# Questions About Terracotta Saucer Water Dish



## Buddybenj (Jul 14, 2016)

I bought this for a water dish: https://www.amazon.com/gp/product/B00GAPSVW8/?tag=exoticpetnetw-20

Is this good for a tortoise? It is about 2 inches deep. Is that too high for the tortoise to get in and out of it?

Also, should I sink it into the substrate so the lip is only slightly above the ground? And, should I fill it all the way with water or is that too much?


----------



## Gillian M (Jul 14, 2016)

Buddybenj said:


> I bought this for a water dish: https://www.amazon.com/gp/product/B00GAPSVW8/?tag=exoticpetnetw-20
> 
> Is this good for a tortoise? It is about 2 inches deep. Is that too high for the tortoise to get in and out of it?
> 
> Also, should I sink it into the substrate so the lip is only slightly above the ground? And, should I fill it all the way with water or is that too much?


I think it's a bit too deep for a tort. Sorry, don't mean to let you down here, ok?

Did you get a tort yet? If so, please post pics of him/her and his/her enclosure.

And a very warm welcome to the forum!


----------



## Buddybenj (Jul 14, 2016)

### [EXTRACTED MATERIAL]

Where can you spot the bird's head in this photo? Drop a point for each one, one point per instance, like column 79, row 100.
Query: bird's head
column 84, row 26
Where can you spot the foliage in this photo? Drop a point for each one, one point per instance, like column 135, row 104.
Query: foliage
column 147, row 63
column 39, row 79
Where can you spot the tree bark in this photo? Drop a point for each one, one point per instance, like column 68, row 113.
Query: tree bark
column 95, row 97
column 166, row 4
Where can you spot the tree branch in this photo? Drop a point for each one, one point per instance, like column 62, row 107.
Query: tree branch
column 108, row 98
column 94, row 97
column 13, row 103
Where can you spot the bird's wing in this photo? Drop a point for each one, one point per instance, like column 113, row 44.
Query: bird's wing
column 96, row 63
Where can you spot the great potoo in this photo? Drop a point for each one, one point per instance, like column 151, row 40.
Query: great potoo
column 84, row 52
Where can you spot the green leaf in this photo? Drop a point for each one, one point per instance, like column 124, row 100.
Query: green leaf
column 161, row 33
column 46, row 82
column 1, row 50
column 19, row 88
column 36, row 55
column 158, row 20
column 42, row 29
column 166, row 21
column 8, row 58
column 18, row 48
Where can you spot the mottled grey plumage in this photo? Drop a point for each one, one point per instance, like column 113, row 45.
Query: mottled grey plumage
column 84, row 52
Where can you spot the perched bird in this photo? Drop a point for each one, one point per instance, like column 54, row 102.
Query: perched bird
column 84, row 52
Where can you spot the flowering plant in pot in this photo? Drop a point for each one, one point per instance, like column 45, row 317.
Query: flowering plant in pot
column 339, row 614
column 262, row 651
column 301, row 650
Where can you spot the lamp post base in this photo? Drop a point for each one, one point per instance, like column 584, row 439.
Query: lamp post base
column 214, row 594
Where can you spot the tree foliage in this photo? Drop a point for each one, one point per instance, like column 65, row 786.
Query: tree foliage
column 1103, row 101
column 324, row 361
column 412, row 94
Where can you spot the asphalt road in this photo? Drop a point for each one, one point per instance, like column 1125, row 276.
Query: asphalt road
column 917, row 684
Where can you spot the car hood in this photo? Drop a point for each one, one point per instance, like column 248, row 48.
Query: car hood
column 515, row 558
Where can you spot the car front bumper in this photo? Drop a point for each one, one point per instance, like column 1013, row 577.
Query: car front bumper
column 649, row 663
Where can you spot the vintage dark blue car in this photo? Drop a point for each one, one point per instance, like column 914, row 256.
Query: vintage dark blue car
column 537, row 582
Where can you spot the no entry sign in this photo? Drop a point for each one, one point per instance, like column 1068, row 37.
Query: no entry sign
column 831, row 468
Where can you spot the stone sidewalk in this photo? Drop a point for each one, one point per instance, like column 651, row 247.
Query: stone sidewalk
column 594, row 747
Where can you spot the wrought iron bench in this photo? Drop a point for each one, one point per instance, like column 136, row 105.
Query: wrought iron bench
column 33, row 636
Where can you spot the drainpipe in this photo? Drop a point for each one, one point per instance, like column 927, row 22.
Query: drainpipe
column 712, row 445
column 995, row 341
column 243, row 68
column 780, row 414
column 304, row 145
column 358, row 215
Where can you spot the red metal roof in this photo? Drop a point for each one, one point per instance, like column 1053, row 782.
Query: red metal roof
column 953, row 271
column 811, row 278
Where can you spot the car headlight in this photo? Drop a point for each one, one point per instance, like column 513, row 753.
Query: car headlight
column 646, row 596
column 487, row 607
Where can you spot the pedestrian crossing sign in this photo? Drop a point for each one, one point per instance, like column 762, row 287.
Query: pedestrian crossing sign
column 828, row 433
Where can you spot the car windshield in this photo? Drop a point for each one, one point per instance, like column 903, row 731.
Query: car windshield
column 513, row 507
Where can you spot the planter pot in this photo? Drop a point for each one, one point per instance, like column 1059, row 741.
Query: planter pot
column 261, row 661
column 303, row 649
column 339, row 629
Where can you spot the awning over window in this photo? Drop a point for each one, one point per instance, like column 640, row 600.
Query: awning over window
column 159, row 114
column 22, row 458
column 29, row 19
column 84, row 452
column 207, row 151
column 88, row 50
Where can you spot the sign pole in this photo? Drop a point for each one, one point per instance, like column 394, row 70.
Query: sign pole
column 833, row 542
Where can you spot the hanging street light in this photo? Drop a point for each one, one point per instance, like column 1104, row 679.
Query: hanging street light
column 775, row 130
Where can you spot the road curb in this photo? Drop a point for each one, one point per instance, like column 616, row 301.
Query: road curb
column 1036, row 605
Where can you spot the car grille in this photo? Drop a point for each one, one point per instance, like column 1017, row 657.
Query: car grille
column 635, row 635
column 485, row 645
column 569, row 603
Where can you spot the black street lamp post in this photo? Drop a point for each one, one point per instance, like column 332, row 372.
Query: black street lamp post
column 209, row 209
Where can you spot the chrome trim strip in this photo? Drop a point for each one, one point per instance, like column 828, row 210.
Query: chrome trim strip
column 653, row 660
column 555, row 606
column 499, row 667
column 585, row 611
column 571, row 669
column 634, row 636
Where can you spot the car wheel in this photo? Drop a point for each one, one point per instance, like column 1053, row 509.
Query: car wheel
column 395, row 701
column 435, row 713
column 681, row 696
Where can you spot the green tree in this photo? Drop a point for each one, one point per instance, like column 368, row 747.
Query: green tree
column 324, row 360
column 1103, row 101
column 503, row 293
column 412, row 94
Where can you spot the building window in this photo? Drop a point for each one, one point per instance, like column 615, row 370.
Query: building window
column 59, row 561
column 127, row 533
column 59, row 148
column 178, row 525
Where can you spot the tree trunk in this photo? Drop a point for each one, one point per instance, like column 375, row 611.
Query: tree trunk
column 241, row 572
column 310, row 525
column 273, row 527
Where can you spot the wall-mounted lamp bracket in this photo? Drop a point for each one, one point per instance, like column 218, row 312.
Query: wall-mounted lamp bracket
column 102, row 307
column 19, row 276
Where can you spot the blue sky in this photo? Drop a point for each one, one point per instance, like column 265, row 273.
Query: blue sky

### [SHORT TASK]
Copy out the section of the terracotta saucer water dish thread that begins at "## Gillian M" and ends at "down here, ok?", substituting "soil" for "substrate".

### [TASK RESULT]
## Gillian M (Jul 14, 2016)

Buddybenj said:


> I bought this for a water dish: https://www.amazon.com/gp/product/B00GAPSVW8/?tag=exoticpetnetw-20
> 
> Is this good for a tortoise? It is about 2 inches deep. Is that too high for the tortoise to get in and out of it?
> 
> Also, should I sink it into the soil so the lip is only slightly above the ground? And, should I fill it all the way with water or is that too much?


I think it's a bit too deep for a tort. Sorry, don't mean to let you down here, ok?